> **AIM OF THE TASK**
Output the entries below word for word, stopping once the line containing "positive clicks: (837, 581)" is done, and omit each picture.

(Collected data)
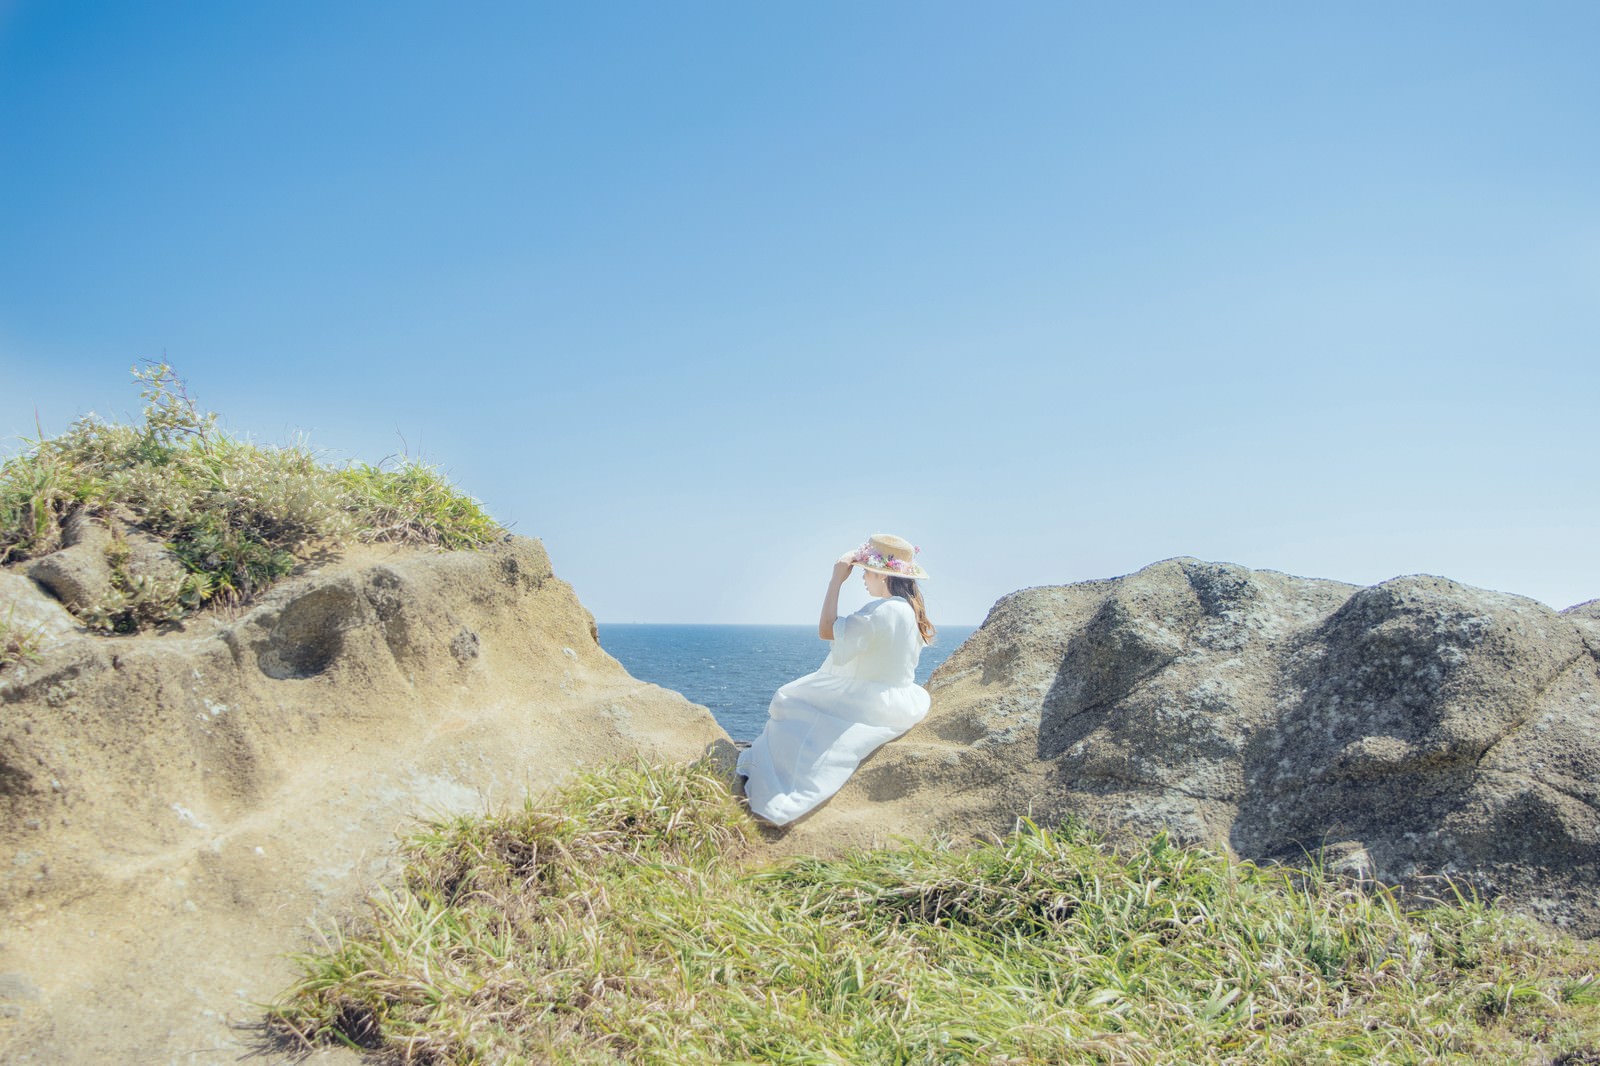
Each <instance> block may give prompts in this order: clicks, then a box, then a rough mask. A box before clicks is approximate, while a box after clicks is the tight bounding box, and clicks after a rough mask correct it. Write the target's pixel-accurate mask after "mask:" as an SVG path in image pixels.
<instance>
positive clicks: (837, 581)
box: [816, 559, 854, 640]
mask: <svg viewBox="0 0 1600 1066" xmlns="http://www.w3.org/2000/svg"><path fill="white" fill-rule="evenodd" d="M851 570H854V563H848V562H845V560H843V559H840V560H838V562H837V563H834V578H832V579H830V581H829V583H827V595H826V597H822V616H821V618H819V619H818V623H816V635H819V637H822V640H832V639H834V619H837V618H838V587H840V586H842V584H845V578H848V576H850V571H851Z"/></svg>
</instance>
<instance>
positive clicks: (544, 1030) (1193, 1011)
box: [269, 763, 1600, 1066]
mask: <svg viewBox="0 0 1600 1066" xmlns="http://www.w3.org/2000/svg"><path fill="white" fill-rule="evenodd" d="M757 836H758V832H757V828H755V824H754V821H750V818H749V815H746V813H744V810H742V807H741V805H739V802H738V800H736V797H734V795H731V794H730V791H728V786H726V781H725V779H723V778H722V776H718V775H717V773H715V771H714V770H712V768H710V767H707V765H704V763H696V765H691V767H672V768H662V767H656V768H643V767H611V768H605V770H600V771H595V773H590V775H586V776H581V778H578V779H576V781H574V783H573V784H571V786H568V787H566V789H563V791H560V792H558V794H554V795H552V797H549V800H547V802H542V804H528V805H525V807H523V808H522V810H518V812H514V813H509V815H501V816H488V818H462V820H456V821H450V823H443V824H437V826H434V828H430V829H429V831H427V832H424V834H421V836H418V837H416V839H413V840H410V842H408V844H406V848H405V855H406V872H405V879H403V884H400V885H398V887H395V888H390V890H387V892H382V893H379V895H378V896H376V898H374V900H373V903H371V909H370V914H368V916H366V917H365V919H363V920H362V922H360V924H357V925H352V927H349V928H344V930H339V932H333V933H328V935H326V936H325V943H323V946H322V948H320V949H317V951H312V952H307V954H302V956H298V964H299V967H301V970H302V976H301V980H299V981H298V983H296V984H294V986H293V988H291V989H288V991H286V992H285V996H283V997H282V999H280V1002H278V1004H275V1005H274V1007H272V1008H270V1013H269V1018H270V1023H272V1024H274V1026H275V1029H277V1031H278V1032H282V1034H285V1037H286V1039H290V1040H293V1042H298V1044H302V1045H306V1047H309V1045H312V1044H315V1042H336V1044H347V1045H354V1047H358V1048H365V1050H366V1052H368V1053H370V1055H371V1058H373V1061H384V1063H430V1064H438V1063H586V1064H587V1063H792V1064H795V1066H800V1064H821V1063H840V1064H858V1066H859V1064H866V1063H906V1064H910V1063H1138V1064H1157V1063H1174V1064H1176V1063H1478V1061H1483V1063H1490V1061H1493V1063H1571V1064H1573V1066H1576V1064H1578V1063H1592V1061H1600V983H1597V972H1600V949H1597V946H1595V944H1584V943H1573V941H1568V940H1562V938H1558V936H1555V935H1552V933H1549V932H1544V930H1541V928H1539V927H1536V925H1533V924H1530V922H1526V920H1523V919H1518V917H1515V916H1509V914H1504V912H1499V911H1496V909H1493V908H1485V906H1482V904H1478V903H1475V901H1470V900H1453V901H1451V903H1450V904H1442V906H1432V908H1429V909H1416V908H1411V906H1410V904H1406V903H1405V901H1403V900H1402V898H1400V896H1397V895H1395V893H1392V892H1387V890H1384V888H1381V887H1374V885H1357V884H1350V882H1344V880H1338V879H1331V877H1325V876H1322V874H1318V872H1315V871H1314V872H1310V874H1307V872H1304V871H1286V869H1262V868H1256V866H1251V864H1248V863H1238V861H1234V860H1229V858H1226V856H1221V855H1214V853H1210V852H1205V850H1194V848H1179V847H1173V845H1171V844H1170V842H1168V840H1166V839H1165V837H1157V839H1154V840H1150V842H1149V844H1147V845H1146V847H1142V848H1138V850H1130V852H1117V850H1112V848H1107V847H1106V845H1104V844H1102V842H1101V840H1099V839H1096V837H1094V836H1093V834H1091V832H1088V831H1085V829H1082V828H1075V826H1067V828H1061V829H1045V828H1038V826H1034V824H1027V823H1022V826H1021V828H1019V831H1018V832H1016V834H1013V836H1011V837H1008V839H1005V840H1002V842H998V844H992V845H981V847H973V848H965V850H960V848H950V847H942V845H909V847H904V848H899V850H870V852H858V853H853V855H850V856H846V858H842V860H834V861H822V860H800V861H787V863H784V864H768V863H763V861H762V860H760V852H758V848H754V847H752V840H755V839H757Z"/></svg>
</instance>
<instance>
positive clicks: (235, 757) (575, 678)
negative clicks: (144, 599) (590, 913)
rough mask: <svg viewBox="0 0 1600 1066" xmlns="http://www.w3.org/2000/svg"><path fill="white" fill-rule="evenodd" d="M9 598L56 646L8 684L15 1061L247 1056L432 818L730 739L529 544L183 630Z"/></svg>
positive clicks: (16, 672)
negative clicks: (324, 925) (314, 931)
mask: <svg viewBox="0 0 1600 1066" xmlns="http://www.w3.org/2000/svg"><path fill="white" fill-rule="evenodd" d="M69 551H70V549H69ZM11 603H14V605H16V616H18V618H24V616H26V618H30V619H37V623H35V624H38V626H40V629H42V632H43V634H45V648H43V655H42V661H38V663H30V664H22V666H10V667H6V669H5V672H0V919H3V927H0V928H3V932H0V1061H5V1063H141V1064H146V1063H227V1061H237V1060H240V1058H242V1056H243V1055H245V1053H246V1052H248V1050H250V1048H251V1045H253V1040H254V1039H256V1037H254V1036H253V1034H251V1032H250V1031H248V1029H237V1028H234V1026H235V1024H238V1023H251V1021H254V1020H259V1016H261V1012H259V1010H258V1008H256V1007H254V1004H258V1002H264V1000H267V999H270V997H272V996H275V994H277V992H280V991H282V989H283V988H285V984H286V983H288V981H290V980H291V976H293V968H291V967H290V964H288V962H286V959H285V957H283V956H285V952H290V951H294V949H298V948H301V946H302V944H306V943H307V936H309V935H310V932H312V924H314V922H320V924H325V925H331V922H333V920H334V919H338V917H342V916H347V914H352V912H355V911H357V909H358V901H360V898H362V895H363V893H365V892H368V890H370V888H371V887H374V885H376V884H378V882H379V880H381V879H382V877H384V874H386V872H387V871H389V869H390V860H392V850H394V842H395V839H397V836H403V834H405V832H408V831H410V829H414V828H416V826H418V823H416V820H418V818H424V816H430V815H448V813H459V812H477V810H482V808H485V807H486V805H496V804H509V802H517V800H518V799H520V797H522V795H523V794H525V791H528V789H534V791H538V789H542V787H546V786H550V784H552V783H555V781H558V779H560V778H562V776H565V775H568V773H570V771H571V770H573V768H576V767H584V765H594V763H598V762H603V760H611V759H619V757H622V759H627V757H634V755H640V757H645V759H651V760H656V759H672V760H678V759H693V757H698V755H701V754H706V752H707V751H712V749H725V747H726V746H728V741H726V736H725V733H723V731H722V728H720V727H717V723H715V722H714V720H712V717H710V714H709V712H707V711H706V709H704V707H699V706H696V704H691V703H688V701H686V699H683V696H680V695H677V693H670V691H666V690H662V688H658V687H654V685H646V683H642V682H638V680H635V679H632V677H629V675H627V674H626V672H624V671H622V667H621V666H619V664H618V663H616V661H614V659H611V658H610V656H608V655H606V653H605V651H603V650H602V648H600V647H598V643H597V640H595V629H594V619H592V618H590V616H589V611H586V610H584V608H582V605H581V603H579V602H578V599H576V597H574V595H573V591H571V587H568V586H566V584H565V583H563V581H560V579H557V578H555V576H554V575H552V571H550V565H549V559H547V557H546V554H544V549H542V547H541V546H539V544H538V543H536V541H530V539H523V538H512V539H509V541H507V543H504V544H499V546H496V547H493V549H490V551H483V552H418V551H410V549H371V547H366V549H360V551H350V552H349V554H346V555H344V557H342V559H339V560H336V562H333V563H330V565H325V567H322V568H318V570H315V571H312V573H307V575H304V576H298V578H291V579H288V581H285V583H282V584H280V586H277V587H274V589H272V591H269V592H267V594H266V595H262V597H261V599H259V600H258V602H256V603H254V605H253V607H250V608H248V610H243V611H238V613H237V615H234V616H227V615H216V616H208V618H200V619H195V621H190V623H187V624H186V627H184V631H182V632H174V634H160V635H139V637H101V635H93V634H88V632H83V631H82V629H80V627H78V626H77V624H74V623H72V619H70V616H67V615H66V613H64V611H62V610H61V607H59V605H58V603H54V602H53V600H51V599H50V597H46V595H45V594H43V591H42V589H40V587H38V586H35V584H34V583H32V581H29V579H27V578H24V576H21V575H19V573H16V571H3V570H0V616H3V615H5V611H6V608H8V605H11ZM277 1058H280V1056H277V1055H275V1053H269V1055H267V1061H277ZM325 1058H328V1060H330V1061H333V1060H336V1058H341V1056H339V1055H338V1053H326V1055H325ZM254 1061H261V1060H254Z"/></svg>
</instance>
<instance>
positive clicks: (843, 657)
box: [739, 595, 928, 826]
mask: <svg viewBox="0 0 1600 1066" xmlns="http://www.w3.org/2000/svg"><path fill="white" fill-rule="evenodd" d="M918 655H922V634H920V632H917V613H915V611H914V610H912V607H910V603H907V602H906V600H902V599H901V597H898V595H896V597H886V599H878V600H872V602H869V603H867V605H866V607H862V608H861V610H859V611H856V613H854V615H846V616H845V618H840V619H837V621H835V623H834V648H832V650H830V651H829V655H827V659H824V663H822V666H821V667H819V669H818V671H816V672H814V674H806V675H805V677H800V679H795V680H792V682H789V683H787V685H784V687H782V688H779V690H778V695H774V696H773V703H771V707H770V709H768V719H766V728H763V730H762V735H760V736H757V738H755V741H754V743H752V744H750V746H749V747H747V749H746V751H744V752H741V754H739V773H742V775H746V776H747V778H749V781H746V786H744V795H746V799H749V800H750V810H752V812H755V813H757V815H760V816H762V818H765V820H766V821H770V823H773V824H778V826H782V824H786V823H789V821H794V820H795V818H798V816H800V815H805V813H806V812H810V810H811V808H814V807H816V805H818V804H821V802H822V800H826V799H827V797H830V795H832V794H834V792H837V791H838V789H840V787H843V784H845V781H848V779H850V775H851V773H854V771H856V767H858V765H861V760H862V759H866V757H867V755H870V754H872V752H874V751H877V749H878V746H882V744H885V743H886V741H891V739H894V738H896V736H899V735H901V733H904V731H906V730H909V728H910V727H914V725H917V723H918V722H922V719H923V715H925V714H928V691H926V690H925V688H922V685H918V683H917V656H918Z"/></svg>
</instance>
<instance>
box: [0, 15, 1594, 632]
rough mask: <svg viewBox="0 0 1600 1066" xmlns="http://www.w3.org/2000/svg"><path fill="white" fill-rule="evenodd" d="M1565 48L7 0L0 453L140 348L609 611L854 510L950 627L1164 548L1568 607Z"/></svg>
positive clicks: (1459, 28) (681, 584)
mask: <svg viewBox="0 0 1600 1066" xmlns="http://www.w3.org/2000/svg"><path fill="white" fill-rule="evenodd" d="M1595 40H1600V5H1594V3H1579V2H1534V3H1528V5H1515V6H1510V5H1498V3H1475V2H1466V3H1440V2H1419V3H1410V5H1402V6H1398V8H1397V6H1395V5H1376V3H1355V5H1341V6H1339V8H1286V6H1282V5H1269V3H1242V2H1235V3H1218V5H1203V6H1197V5H1182V3H1147V5H1122V6H1091V5H1070V3H1069V5H1062V3H1014V5H1003V6H998V8H984V10H978V8H973V6H970V5H957V3H942V2H933V3H880V5H869V6H861V5H845V3H827V2H824V3H816V5H805V6H782V5H762V6H749V5H734V3H709V2H706V3H688V5H672V6H662V5H646V3H616V5H598V6H595V5H587V6H571V5H550V3H483V5H472V6H469V8H459V10H446V8H442V6H437V5H427V3H413V2H405V0H403V2H397V3H384V5H378V3H366V2H350V3H341V5H318V3H309V2H306V0H285V2H283V3H274V5H160V3H110V2H96V0H82V2H78V0H74V2H70V3H62V2H45V0H11V2H5V0H0V147H3V155H0V453H3V455H11V453H14V451H16V450H18V448H21V447H22V443H21V440H19V439H21V437H29V435H34V432H35V411H37V416H38V424H40V426H42V427H43V431H45V432H46V434H54V432H59V431H62V429H66V426H67V424H70V421H72V419H75V418H78V416H80V415H85V413H86V411H99V413H101V415H106V416H115V418H131V416H136V411H138V408H139V400H138V394H136V389H134V386H133V381H131V379H130V376H128V367H131V365H134V363H138V362H141V360H158V359H165V360H166V362H170V363H173V365H174V367H176V368H178V371H179V375H182V376H184V379H186V381H187V383H189V387H190V391H192V394H194V395H195V397H197V399H198V402H200V403H202V405H203V407H206V408H208V410H214V411H218V413H221V416H222V419H224V426H226V427H227V429H229V431H230V432H235V434H238V435H248V437H253V439H256V440H262V442H269V443H286V442H290V440H294V439H296V437H298V435H302V434H304V435H306V437H307V439H309V442H310V443H312V445H314V447H317V448H322V450H326V453H328V455H330V458H334V459H339V458H358V459H365V461H378V459H382V458H384V456H390V455H413V456H421V458H424V459H427V461H432V463H437V464H440V466H442V467H443V469H445V471H446V472H448V474H450V477H451V479H453V480H454V482H456V483H458V485H459V487H462V488H464V490H466V491H469V493H472V495H474V496H477V498H478V499H482V501H483V503H485V506H486V507H488V511H490V512H491V514H494V515H496V517H498V519H499V520H502V522H506V523H509V525H510V527H512V528H514V531H517V533H523V535H528V536H538V538H539V539H542V541H544V544H546V546H547V549H549V552H550V557H552V560H554V565H555V571H557V575H558V576H562V578H563V579H566V581H570V583H571V584H573V586H574V587H576V591H578V594H579V597H581V599H582V602H584V603H586V605H587V607H589V610H590V611H592V613H594V615H595V618H608V619H618V621H616V623H611V624H626V623H635V621H637V623H654V624H662V623H717V624H805V623H806V621H808V619H810V618H811V616H814V611H816V608H818V603H819V602H821V597H822V589H824V586H826V581H827V571H829V567H830V563H832V560H834V559H835V557H837V555H838V554H840V552H843V551H846V549H850V547H853V546H856V544H859V543H861V541H862V539H864V538H866V536H867V535H869V533H874V531H891V533H898V535H901V536H906V538H909V539H912V541H914V543H917V544H920V546H922V549H923V563H925V565H926V568H928V570H930V573H931V575H933V578H931V581H928V583H926V595H928V608H930V615H931V616H933V619H934V623H936V624H938V623H946V624H978V623H979V621H981V619H982V616H984V615H986V613H987V610H989V607H990V605H992V603H994V602H995V600H998V599H1000V597H1002V595H1005V594H1008V592H1013V591H1016V589H1021V587H1027V586H1040V584H1066V583H1072V581H1083V579H1096V578H1109V576H1115V575H1125V573H1131V571H1136V570H1139V568H1142V567H1146V565H1149V563H1152V562H1157V560H1162V559H1170V557H1178V555H1192V557H1198V559H1206V560H1214V562H1232V563H1238V565H1245V567H1251V568H1258V570H1278V571H1285V573H1291V575H1301V576H1310V578H1331V579H1339V581H1347V583H1352V584H1373V583H1378V581H1384V579H1389V578H1394V576H1400V575H1410V573H1432V575H1442V576H1446V578H1451V579H1454V581H1461V583H1466V584H1472V586H1480V587H1490V589H1498V591H1504V592H1514V594H1520V595H1530V597H1533V599H1538V600H1542V602H1544V603H1547V605H1550V607H1554V608H1557V610H1560V608H1565V607H1570V605H1574V603H1579V602H1586V600H1590V599H1595V597H1600V552H1597V551H1595V544H1597V543H1600V493H1597V487H1600V485H1597V474H1595V451H1597V450H1595V445H1594V442H1592V437H1594V431H1592V429H1584V426H1590V424H1592V421H1594V397H1595V394H1597V387H1600V351H1597V339H1600V107H1597V106H1595V101H1600V64H1597V62H1595V61H1594V42H1595ZM1586 442H1587V443H1586ZM861 599H864V595H861ZM858 602H859V600H858ZM848 605H850V599H848V597H846V603H845V607H846V608H848ZM774 618H776V619H795V621H792V623H789V621H781V623H771V619H774ZM955 619H960V621H955Z"/></svg>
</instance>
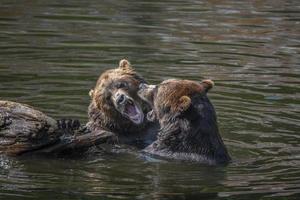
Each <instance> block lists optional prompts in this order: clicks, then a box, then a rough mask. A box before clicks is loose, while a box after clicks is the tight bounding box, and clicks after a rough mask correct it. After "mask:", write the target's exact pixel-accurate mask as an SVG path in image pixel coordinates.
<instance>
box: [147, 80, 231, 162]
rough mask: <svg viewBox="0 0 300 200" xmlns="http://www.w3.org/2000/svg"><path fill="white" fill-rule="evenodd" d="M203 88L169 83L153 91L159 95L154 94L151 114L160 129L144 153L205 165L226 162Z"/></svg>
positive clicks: (193, 85) (172, 80) (174, 81)
mask: <svg viewBox="0 0 300 200" xmlns="http://www.w3.org/2000/svg"><path fill="white" fill-rule="evenodd" d="M205 84H206V83H202V84H199V83H195V82H193V81H175V80H171V81H166V82H163V83H162V84H161V85H159V86H158V88H157V89H156V91H154V93H157V92H159V91H160V92H159V94H156V95H155V94H154V109H155V110H154V112H155V113H156V115H157V117H158V120H159V122H160V126H161V129H160V131H159V133H158V135H157V140H156V141H155V142H154V143H153V144H151V145H150V146H149V147H147V148H146V149H145V151H146V152H148V153H151V154H155V155H159V156H163V157H168V158H175V159H179V160H192V161H198V162H205V163H209V164H218V163H228V162H229V161H230V156H229V154H228V152H227V149H226V147H225V145H224V143H223V141H222V139H221V136H220V134H219V130H218V125H217V118H216V113H215V110H214V107H213V105H212V104H211V102H210V101H209V99H208V97H207V95H206V92H207V90H208V89H209V87H208V85H205ZM158 90H159V91H158ZM182 96H185V97H187V96H188V97H189V98H190V100H191V102H190V106H186V105H185V104H186V102H183V105H182V102H180V101H178V100H179V99H180V98H181V97H182ZM185 106H186V110H184V109H183V108H184V107H185Z"/></svg>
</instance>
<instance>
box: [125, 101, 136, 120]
mask: <svg viewBox="0 0 300 200" xmlns="http://www.w3.org/2000/svg"><path fill="white" fill-rule="evenodd" d="M126 111H127V114H128V115H129V116H130V117H135V116H136V115H137V114H138V113H137V110H136V108H135V106H134V105H130V104H129V105H127V106H126Z"/></svg>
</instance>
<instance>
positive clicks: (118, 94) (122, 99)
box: [116, 94, 126, 104]
mask: <svg viewBox="0 0 300 200" xmlns="http://www.w3.org/2000/svg"><path fill="white" fill-rule="evenodd" d="M116 101H117V104H123V103H124V102H125V101H126V97H125V95H124V94H118V95H117V99H116Z"/></svg>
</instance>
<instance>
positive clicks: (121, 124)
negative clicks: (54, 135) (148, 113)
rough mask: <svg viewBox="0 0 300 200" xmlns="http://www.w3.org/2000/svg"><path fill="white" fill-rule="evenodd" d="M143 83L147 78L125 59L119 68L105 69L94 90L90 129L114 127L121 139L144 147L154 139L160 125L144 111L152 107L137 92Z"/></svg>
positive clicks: (87, 125) (123, 141) (88, 124)
mask: <svg viewBox="0 0 300 200" xmlns="http://www.w3.org/2000/svg"><path fill="white" fill-rule="evenodd" d="M141 83H146V81H145V80H144V79H143V78H142V77H141V76H140V75H139V74H137V73H136V72H135V71H134V69H133V68H132V67H131V66H130V63H129V62H128V61H127V60H125V59H124V60H121V61H120V63H119V67H118V68H116V69H111V70H107V71H105V72H104V73H102V74H101V76H100V77H99V79H98V81H97V83H96V86H95V88H94V89H93V90H91V92H90V96H91V98H92V100H91V103H90V106H89V110H88V115H89V122H88V123H87V126H88V127H89V129H90V130H91V131H93V132H98V131H99V130H108V131H112V132H114V133H115V134H116V135H117V137H118V140H119V142H120V143H127V144H134V145H136V146H140V147H141V148H143V147H145V145H148V144H150V143H151V142H153V141H154V140H155V135H156V134H155V133H156V132H157V131H155V129H157V128H156V125H155V123H149V122H148V121H147V120H146V119H145V115H144V113H147V112H148V111H149V110H150V109H151V108H150V107H149V105H148V104H147V103H146V102H145V101H143V100H142V99H141V98H140V97H139V96H138V95H137V91H138V88H139V85H140V84H141ZM157 125H158V124H157ZM152 129H154V130H152Z"/></svg>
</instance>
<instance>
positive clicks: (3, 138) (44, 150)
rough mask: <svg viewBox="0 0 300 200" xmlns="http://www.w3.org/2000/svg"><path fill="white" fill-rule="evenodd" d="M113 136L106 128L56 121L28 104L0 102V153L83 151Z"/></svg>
mask: <svg viewBox="0 0 300 200" xmlns="http://www.w3.org/2000/svg"><path fill="white" fill-rule="evenodd" d="M113 137H114V134H113V133H111V132H108V131H100V132H97V133H93V132H90V131H89V130H87V129H86V128H82V127H80V124H79V122H78V121H72V120H69V121H64V120H60V121H56V120H55V119H53V118H51V117H49V116H47V115H46V114H44V113H43V112H41V111H38V110H36V109H35V108H33V107H31V106H29V105H25V104H21V103H16V102H11V101H0V153H5V154H8V155H20V154H24V153H47V154H59V153H63V152H72V151H84V150H86V149H88V148H89V147H91V146H94V145H98V144H101V143H105V142H106V141H107V140H109V139H111V138H113Z"/></svg>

> **SOLUTION BELOW**
Each <instance> block may give prompts in this order: clicks, then a box, then a rough mask. A box before clicks is approximate, while a box after clicks is the tight bounding box, and clicks after a rough mask correct it. Write the target's pixel-accurate mask after "mask:" as an SVG path in image pixels.
<instance>
positive clicks: (837, 581)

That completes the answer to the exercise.